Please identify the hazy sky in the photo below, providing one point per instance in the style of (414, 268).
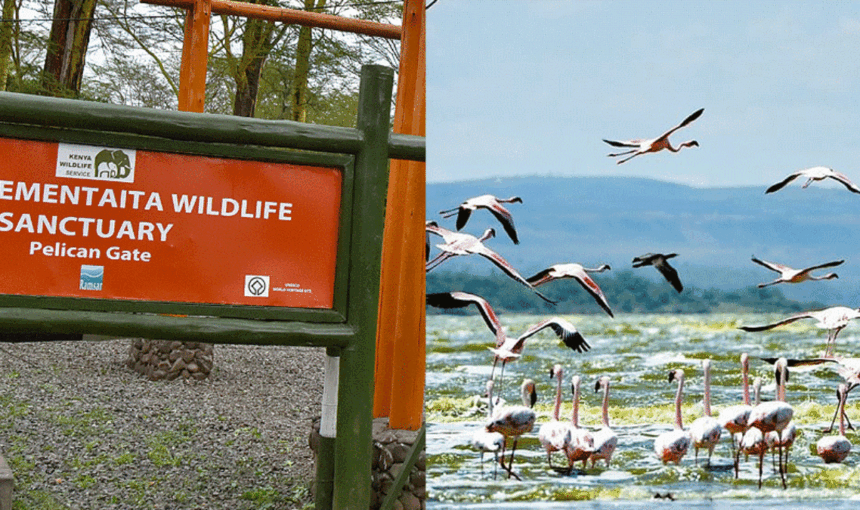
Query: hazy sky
(531, 87)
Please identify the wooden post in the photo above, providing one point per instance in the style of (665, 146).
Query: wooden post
(400, 362)
(195, 57)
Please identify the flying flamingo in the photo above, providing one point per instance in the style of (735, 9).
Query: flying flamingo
(508, 348)
(554, 434)
(484, 441)
(706, 430)
(605, 439)
(641, 146)
(464, 244)
(490, 203)
(659, 261)
(734, 418)
(791, 275)
(514, 421)
(834, 449)
(580, 273)
(581, 442)
(753, 441)
(833, 319)
(774, 415)
(817, 173)
(673, 445)
(848, 368)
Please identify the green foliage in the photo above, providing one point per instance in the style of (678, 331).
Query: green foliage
(625, 291)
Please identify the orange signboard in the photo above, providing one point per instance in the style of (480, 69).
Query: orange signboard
(99, 222)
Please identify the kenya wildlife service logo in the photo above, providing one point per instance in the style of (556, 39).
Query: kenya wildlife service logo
(98, 163)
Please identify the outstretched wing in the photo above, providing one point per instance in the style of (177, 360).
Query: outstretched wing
(845, 181)
(506, 219)
(624, 143)
(463, 299)
(563, 329)
(781, 184)
(670, 274)
(779, 268)
(693, 116)
(789, 320)
(505, 266)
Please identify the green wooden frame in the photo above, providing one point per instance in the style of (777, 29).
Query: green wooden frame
(348, 330)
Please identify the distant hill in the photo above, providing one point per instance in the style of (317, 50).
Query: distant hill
(593, 220)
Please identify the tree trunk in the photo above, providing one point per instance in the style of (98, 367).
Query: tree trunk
(67, 47)
(299, 87)
(257, 42)
(6, 41)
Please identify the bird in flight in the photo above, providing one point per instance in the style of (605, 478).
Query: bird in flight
(644, 146)
(659, 261)
(816, 173)
(490, 203)
(791, 275)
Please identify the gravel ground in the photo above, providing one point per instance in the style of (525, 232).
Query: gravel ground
(80, 430)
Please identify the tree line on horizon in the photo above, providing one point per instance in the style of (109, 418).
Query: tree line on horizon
(625, 291)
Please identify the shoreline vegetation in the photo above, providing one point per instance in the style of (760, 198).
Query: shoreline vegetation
(625, 291)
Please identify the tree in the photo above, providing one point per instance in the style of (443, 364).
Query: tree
(67, 47)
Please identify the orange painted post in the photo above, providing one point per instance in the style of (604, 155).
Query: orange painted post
(400, 356)
(195, 57)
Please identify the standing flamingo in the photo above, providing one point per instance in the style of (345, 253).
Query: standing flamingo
(775, 415)
(641, 146)
(514, 421)
(659, 261)
(580, 273)
(833, 319)
(605, 439)
(554, 435)
(753, 441)
(706, 430)
(457, 243)
(485, 441)
(508, 348)
(791, 275)
(816, 173)
(834, 449)
(734, 418)
(673, 445)
(581, 442)
(490, 203)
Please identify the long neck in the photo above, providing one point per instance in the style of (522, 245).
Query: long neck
(678, 424)
(707, 401)
(841, 411)
(780, 388)
(606, 403)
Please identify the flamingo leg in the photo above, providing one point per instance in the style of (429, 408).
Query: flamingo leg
(760, 462)
(511, 462)
(438, 259)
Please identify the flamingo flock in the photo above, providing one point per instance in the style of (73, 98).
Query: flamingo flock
(752, 428)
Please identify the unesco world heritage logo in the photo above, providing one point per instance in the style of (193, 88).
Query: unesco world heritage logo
(256, 286)
(92, 277)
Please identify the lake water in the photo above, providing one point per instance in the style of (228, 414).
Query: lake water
(637, 352)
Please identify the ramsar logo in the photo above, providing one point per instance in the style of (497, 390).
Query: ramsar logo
(256, 286)
(92, 277)
(99, 163)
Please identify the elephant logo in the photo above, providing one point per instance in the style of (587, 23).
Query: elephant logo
(112, 164)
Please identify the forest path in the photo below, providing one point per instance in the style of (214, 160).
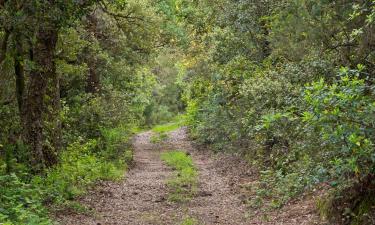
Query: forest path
(142, 197)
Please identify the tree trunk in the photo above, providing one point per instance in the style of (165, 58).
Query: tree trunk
(93, 78)
(35, 110)
(20, 78)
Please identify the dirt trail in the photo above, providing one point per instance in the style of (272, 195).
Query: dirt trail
(142, 197)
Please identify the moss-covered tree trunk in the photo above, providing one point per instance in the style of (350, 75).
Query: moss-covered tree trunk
(37, 100)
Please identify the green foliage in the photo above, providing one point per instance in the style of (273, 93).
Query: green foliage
(21, 203)
(189, 221)
(344, 114)
(183, 186)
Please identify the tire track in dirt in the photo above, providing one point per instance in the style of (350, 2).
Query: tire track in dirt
(141, 198)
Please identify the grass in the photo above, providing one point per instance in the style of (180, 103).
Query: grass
(183, 185)
(189, 221)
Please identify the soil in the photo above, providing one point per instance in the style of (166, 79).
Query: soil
(142, 197)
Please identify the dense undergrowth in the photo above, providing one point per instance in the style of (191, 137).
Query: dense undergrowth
(25, 199)
(277, 82)
(289, 84)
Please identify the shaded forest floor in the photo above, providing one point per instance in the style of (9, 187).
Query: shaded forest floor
(142, 198)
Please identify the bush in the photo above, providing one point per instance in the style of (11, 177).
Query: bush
(21, 203)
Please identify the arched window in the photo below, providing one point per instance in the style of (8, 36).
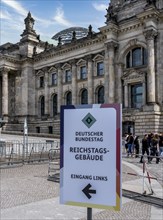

*GOAL OF THE EXERCISE:* Search the listing above for "below" and copy every line that holds it.

*ANSWER AREA:*
Please identify the hazy sky in the photo below, providing one point per instance in the style of (414, 268).
Please identify the forest path in the photo below, providing one point per instance in the style of (214, 160).
Please identify the arched window in the photo below, providing one point per instance in the style of (8, 36).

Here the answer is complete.